(Source extract)
Learning curve: how long until it is fun?
- Pickleball — fastest. The court is 20 × 44 ft, the ball is slow, and the paddle is solid. Most people sustain rallies in a single session. This is the honest reason it is growing.
- Badminton — quick to start, hard to master. Rallies happen on day one; clean footwork and a real smash take years.
- Tennis — slowest. A 36 × 78 ft doubles court, a heavier ball and a longer swing path mean months before rallies feel controlled. The payoff is the deepest technical ceiling of the three.
Physical demand and joints
Pickleball's smaller court means less ground to cover and lower impact, which is why it recruits well from the 35-plus crowd. It still demands sharp reflexes and lateral movement — "low impact" is not "no impact". Badminton sits in the middle but is deceptively hard on knees and shoulders because of jump-smash and lunge loading. Tennis asks the most from the start: bigger court, heavier ball, more shoulder load.
None of this is medical advice. If you have an existing knee, hip or shoulder issue, talk to a physiotherapist about which movement pattern suits you before committing to a sport.
What it costs to start in India
| Sport | Realistic starter spend | Ongoing cost driver |
|---|---|---|
| Pickleball | ₹1,300–₹9,000 | Balls and court fees |
| Badminton | ₹2,000–₹6,000 | Shuttlecocks and restringing |
| Tennis | ₹2,500–₹8,000 | Balls, restringing and court membership |
For pickleball, the cheapest honest entry is a set rather than a single paddle: the Konex Sportster Pickleball Set (2 Paddles + 4 Balls) at ₹1,311 gets two people playing immediately, which matters in a sport that is almost always doubles. If you already know you will stick with it, the Joola Agassi Edge Pickleball Paddle at ₹8,999 is a serious 16mm control paddle you will not outgrow in a year. A Selkirk SLK Pickleball Paddle Protective Case at ₹800 is worth it once you have spent real money on the paddle.
(End Source extract)
> _Actions to take_:
A. What court dimensions does the racket-sports comparison give for tennis doubles?
B. Rewrite the racket-sports comparison, everything from "- Pickleball —" down to "it is growing.", with "single session" replaced by "first hour".
Answer using only the racket-sports comparison.
(Records)
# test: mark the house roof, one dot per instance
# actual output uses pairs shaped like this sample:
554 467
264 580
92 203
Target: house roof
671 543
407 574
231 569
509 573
(End Records)
> _Activity answers_:
A. 36 × 78 ft

B.
- Pickleball — fastest. The court is 20 × 44 ft, the ball is slow, and the paddle is solid. Most people sustain rallies in a first hour. This is the honest reason it is growing.